--- STATED GOAL ---
Copy out all of the records below line for line, changing nothing.
··········
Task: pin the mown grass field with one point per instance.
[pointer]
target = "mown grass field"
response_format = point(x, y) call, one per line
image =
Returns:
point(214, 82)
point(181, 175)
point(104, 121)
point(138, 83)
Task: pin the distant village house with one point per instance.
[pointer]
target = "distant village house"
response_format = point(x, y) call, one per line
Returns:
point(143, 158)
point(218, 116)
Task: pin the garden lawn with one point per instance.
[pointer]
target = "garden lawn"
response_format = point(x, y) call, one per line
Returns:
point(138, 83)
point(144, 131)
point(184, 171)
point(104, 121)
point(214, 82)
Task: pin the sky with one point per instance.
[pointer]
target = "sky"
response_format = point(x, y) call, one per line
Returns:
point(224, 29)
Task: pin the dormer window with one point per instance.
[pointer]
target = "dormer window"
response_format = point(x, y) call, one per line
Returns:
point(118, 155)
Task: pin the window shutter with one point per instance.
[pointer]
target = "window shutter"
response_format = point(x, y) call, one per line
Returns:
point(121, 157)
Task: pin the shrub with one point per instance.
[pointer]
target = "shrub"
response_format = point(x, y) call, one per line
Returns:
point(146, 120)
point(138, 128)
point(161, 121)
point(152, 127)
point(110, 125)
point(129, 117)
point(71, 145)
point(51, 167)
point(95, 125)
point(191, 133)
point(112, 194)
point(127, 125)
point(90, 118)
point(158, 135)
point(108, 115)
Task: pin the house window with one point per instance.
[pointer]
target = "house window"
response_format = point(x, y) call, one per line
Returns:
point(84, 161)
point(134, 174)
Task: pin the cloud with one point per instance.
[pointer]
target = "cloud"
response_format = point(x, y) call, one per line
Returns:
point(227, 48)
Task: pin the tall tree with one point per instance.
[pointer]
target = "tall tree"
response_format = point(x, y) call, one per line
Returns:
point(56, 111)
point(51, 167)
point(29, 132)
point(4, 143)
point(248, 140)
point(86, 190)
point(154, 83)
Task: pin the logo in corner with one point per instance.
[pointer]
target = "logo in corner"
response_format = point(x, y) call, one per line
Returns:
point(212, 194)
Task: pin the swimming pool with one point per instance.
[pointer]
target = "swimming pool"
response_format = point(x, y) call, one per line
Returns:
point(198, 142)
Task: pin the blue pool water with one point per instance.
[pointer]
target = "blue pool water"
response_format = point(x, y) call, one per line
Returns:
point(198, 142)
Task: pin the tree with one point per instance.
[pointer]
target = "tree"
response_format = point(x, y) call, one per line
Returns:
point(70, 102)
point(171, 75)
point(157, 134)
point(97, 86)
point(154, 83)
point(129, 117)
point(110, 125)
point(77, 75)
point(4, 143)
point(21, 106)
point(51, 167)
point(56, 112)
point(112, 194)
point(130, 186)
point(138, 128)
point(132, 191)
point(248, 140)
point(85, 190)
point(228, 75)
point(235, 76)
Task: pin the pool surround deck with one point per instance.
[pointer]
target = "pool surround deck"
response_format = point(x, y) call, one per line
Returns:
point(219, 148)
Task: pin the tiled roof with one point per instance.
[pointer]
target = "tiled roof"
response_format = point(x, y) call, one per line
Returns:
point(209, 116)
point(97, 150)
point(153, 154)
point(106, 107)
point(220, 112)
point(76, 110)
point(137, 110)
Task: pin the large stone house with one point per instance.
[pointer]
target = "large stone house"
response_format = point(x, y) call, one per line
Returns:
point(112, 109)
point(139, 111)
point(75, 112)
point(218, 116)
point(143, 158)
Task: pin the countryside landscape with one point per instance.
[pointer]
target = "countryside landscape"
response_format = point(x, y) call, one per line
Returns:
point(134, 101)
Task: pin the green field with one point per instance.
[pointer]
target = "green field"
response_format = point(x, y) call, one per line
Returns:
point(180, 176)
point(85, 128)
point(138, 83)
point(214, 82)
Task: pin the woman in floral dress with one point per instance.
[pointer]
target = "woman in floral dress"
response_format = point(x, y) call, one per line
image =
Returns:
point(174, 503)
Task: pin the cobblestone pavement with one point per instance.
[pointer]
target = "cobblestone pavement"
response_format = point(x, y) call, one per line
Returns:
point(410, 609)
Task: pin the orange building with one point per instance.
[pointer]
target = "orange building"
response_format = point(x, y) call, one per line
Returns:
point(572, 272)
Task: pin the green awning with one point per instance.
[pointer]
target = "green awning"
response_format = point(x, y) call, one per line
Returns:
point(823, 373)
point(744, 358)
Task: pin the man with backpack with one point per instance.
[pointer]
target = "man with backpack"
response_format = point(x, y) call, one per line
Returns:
··········
--- FINAL RESULT ---
Task: pin the mown grass field with one point per instance.
[pointer]
target = "mown grass field"
response_format = point(x, y) call, one per line
image =
Returns:
point(214, 82)
point(181, 175)
point(104, 121)
point(138, 83)
Task: pin the distant village house with one point per instance.
[pointer]
target = "distant village house"
response_format = point(x, y) call, one per line
Returns:
point(143, 158)
point(218, 116)
Task: pin the garden lawn with one point per instance.
[pointer]
target = "garden lawn"
response_format = point(x, y) call, one per line
Returns:
point(138, 83)
point(144, 131)
point(184, 171)
point(104, 121)
point(214, 82)
Task: pin the sky with one point per instance.
[pointer]
target = "sky"
response_format = point(x, y) call, one per line
Returns:
point(224, 29)
Task: pin the dormer window with one point per instance.
[pointer]
target = "dormer window"
response_format = point(x, y) call, one per line
Returns:
point(118, 155)
Task: pin the window shutter with one point per instance.
[pointer]
target = "window shutter"
response_format = point(x, y) call, one per line
Returns:
point(121, 157)
Task: pin the shrub with one point per instance.
[pointer]
target = "shrub"
response_format = point(x, y) call, one per line
Returns:
point(146, 120)
point(138, 128)
point(161, 121)
point(152, 127)
point(110, 125)
point(129, 117)
point(71, 145)
point(51, 167)
point(95, 125)
point(191, 133)
point(112, 194)
point(127, 125)
point(90, 118)
point(158, 135)
point(108, 115)
Task: pin the house window with one point per instance.
[pointer]
target = "house window"
response_format = point(x, y) call, one per line
Returns:
point(84, 161)
point(134, 174)
Task: pin the cloud with one point per instance.
[pointer]
target = "cloud"
response_format = point(x, y) call, one per line
Returns:
point(227, 48)
Task: pin the tall tree with one point per instance.
[pointer]
target = "tall tree"
response_format = point(x, y) call, one per line
Returns:
point(56, 111)
point(51, 167)
point(29, 132)
point(4, 143)
point(248, 140)
point(86, 190)
point(154, 83)
Task: pin the logo in corner with one point per instance.
[pointer]
target = "logo in corner"
response_format = point(x, y) call, one per line
Returns:
point(212, 194)
Task: pin the swimming pool with one point per instance.
[pointer]
target = "swimming pool"
response_format = point(x, y) call, one per line
Returns:
point(198, 142)
Task: pin the blue pool water with one point per instance.
[pointer]
target = "blue pool water"
response_format = point(x, y) call, one per line
Returns:
point(198, 142)
Task: pin the tree with one point per instance.
[pointer]
target = "tree"
response_format = point(x, y) call, one per line
Returns:
point(70, 102)
point(171, 75)
point(157, 134)
point(97, 86)
point(154, 83)
point(129, 117)
point(110, 125)
point(77, 75)
point(4, 143)
point(21, 106)
point(51, 167)
point(56, 112)
point(112, 194)
point(130, 186)
point(138, 128)
point(132, 191)
point(248, 140)
point(85, 190)
point(228, 75)
point(235, 76)
Task: pin the pool surround deck with one point per instance.
[pointer]
target = "pool surround deck"
response_format = point(x, y) call, one per line
Returns:
point(219, 148)
Task: pin the tiled roof with one point per instance.
[pointer]
target = "tiled roof"
response_format = point(x, y) call, one per line
Returns:
point(209, 116)
point(97, 150)
point(153, 154)
point(106, 107)
point(220, 112)
point(76, 110)
point(137, 110)
Task: pin the large stone house with one point per instance.
[pointer]
target = "large stone house"
response_format = point(x, y) call, one per line
Returns:
point(112, 109)
point(139, 111)
point(75, 112)
point(218, 116)
point(143, 158)
Task: pin the countryside landscape with one point per instance.
[pointer]
target = "countryside landscape"
response_format = point(x, y) call, one per line
Returns:
point(134, 101)
Task: pin the green field with one point per instance.
[pointer]
target = "green field"
response_format = point(x, y) call, one per line
Returns:
point(180, 176)
point(85, 128)
point(138, 83)
point(214, 82)
Task: pin the woman in floral dress with one point per instance.
[pointer]
target = "woman in floral dress"
response_format = point(x, y) call, one per line
image =
Returns:
point(174, 503)
Task: pin the cobblestone pavement with one point per instance.
[pointer]
target = "cobblestone pavement"
response_format = point(x, y) call, one per line
Returns:
point(410, 609)
Task: pin the orange building with one point per instance.
[pointer]
target = "orange building"
response_format = point(x, y) call, one per line
Returns:
point(572, 272)
Task: pin the green awning with one point per instance.
[pointer]
target = "green awning"
response_format = point(x, y) call, one per line
Returns:
point(823, 373)
point(744, 358)
Task: pin the man with backpack with one point per instance.
[pointer]
target = "man with backpack"
response_format = point(x, y) call, one per line
Returns:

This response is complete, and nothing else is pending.